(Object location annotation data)
┌──
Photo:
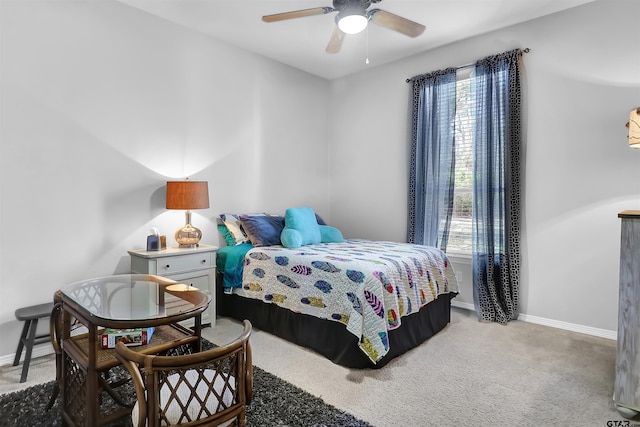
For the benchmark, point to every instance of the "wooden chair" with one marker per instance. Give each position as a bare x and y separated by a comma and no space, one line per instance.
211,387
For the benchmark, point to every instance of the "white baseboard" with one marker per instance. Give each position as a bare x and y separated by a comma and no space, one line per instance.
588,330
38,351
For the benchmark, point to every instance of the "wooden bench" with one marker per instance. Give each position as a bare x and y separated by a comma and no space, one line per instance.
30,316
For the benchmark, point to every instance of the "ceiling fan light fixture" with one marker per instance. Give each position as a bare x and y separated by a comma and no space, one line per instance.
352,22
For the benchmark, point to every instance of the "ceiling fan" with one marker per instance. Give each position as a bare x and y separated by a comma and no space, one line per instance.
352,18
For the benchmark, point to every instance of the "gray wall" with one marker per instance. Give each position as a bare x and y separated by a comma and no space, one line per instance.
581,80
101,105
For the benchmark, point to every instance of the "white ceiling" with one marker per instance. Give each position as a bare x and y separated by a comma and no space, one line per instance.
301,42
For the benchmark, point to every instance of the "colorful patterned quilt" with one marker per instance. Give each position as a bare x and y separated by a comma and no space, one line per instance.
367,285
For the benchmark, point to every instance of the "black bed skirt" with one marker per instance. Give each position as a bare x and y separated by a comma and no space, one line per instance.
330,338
└──
┌──
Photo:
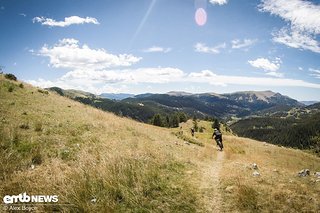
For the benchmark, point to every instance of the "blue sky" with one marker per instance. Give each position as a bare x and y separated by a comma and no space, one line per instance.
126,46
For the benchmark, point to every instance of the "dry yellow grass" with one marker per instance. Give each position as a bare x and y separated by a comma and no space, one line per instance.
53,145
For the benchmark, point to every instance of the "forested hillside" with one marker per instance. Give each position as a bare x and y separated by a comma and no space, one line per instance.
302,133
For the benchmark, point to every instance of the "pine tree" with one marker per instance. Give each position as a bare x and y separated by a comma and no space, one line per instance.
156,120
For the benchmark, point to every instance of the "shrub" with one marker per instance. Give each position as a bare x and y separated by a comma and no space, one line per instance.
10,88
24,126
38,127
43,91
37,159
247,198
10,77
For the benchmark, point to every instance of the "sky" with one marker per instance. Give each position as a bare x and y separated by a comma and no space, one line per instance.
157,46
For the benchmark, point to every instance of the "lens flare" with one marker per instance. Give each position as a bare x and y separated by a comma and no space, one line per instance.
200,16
└──
┌──
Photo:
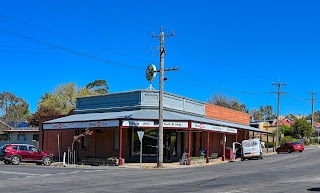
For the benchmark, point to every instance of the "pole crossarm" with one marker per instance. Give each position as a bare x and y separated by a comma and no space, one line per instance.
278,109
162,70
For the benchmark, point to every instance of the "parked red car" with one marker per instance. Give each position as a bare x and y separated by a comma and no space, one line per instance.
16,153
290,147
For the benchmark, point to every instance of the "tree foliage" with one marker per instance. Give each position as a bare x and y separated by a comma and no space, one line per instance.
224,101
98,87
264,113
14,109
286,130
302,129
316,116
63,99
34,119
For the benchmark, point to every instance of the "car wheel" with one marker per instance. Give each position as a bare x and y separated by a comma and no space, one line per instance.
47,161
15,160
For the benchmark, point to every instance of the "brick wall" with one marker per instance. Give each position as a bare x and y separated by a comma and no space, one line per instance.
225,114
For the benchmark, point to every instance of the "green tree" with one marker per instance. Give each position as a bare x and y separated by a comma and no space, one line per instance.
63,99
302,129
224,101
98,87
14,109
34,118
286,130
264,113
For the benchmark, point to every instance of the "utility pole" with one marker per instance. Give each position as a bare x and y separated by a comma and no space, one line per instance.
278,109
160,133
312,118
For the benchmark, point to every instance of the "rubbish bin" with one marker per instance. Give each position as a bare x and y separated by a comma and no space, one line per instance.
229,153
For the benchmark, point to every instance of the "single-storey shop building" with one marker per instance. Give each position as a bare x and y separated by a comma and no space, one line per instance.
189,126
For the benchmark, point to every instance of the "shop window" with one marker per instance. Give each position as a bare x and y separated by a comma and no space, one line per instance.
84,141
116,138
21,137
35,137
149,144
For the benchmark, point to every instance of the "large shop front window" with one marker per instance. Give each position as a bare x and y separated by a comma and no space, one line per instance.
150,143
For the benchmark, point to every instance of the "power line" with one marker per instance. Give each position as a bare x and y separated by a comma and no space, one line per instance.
└──
- **Given exercise**: Select every line of the entries above that contains the word "white", and copy each one. Matching is case-sensitive.

- **Complete output**:
For the benchmark, point to every instance of the "white baseboard" with one marker per instance. Give each position as a bare x and y separated by a comma and no space, one line per instance.
For the benchmark, point to every instance of the "white ceiling" with one marker per instance. Give each position as a bare x and y separated by a comma and no space, one line per instance.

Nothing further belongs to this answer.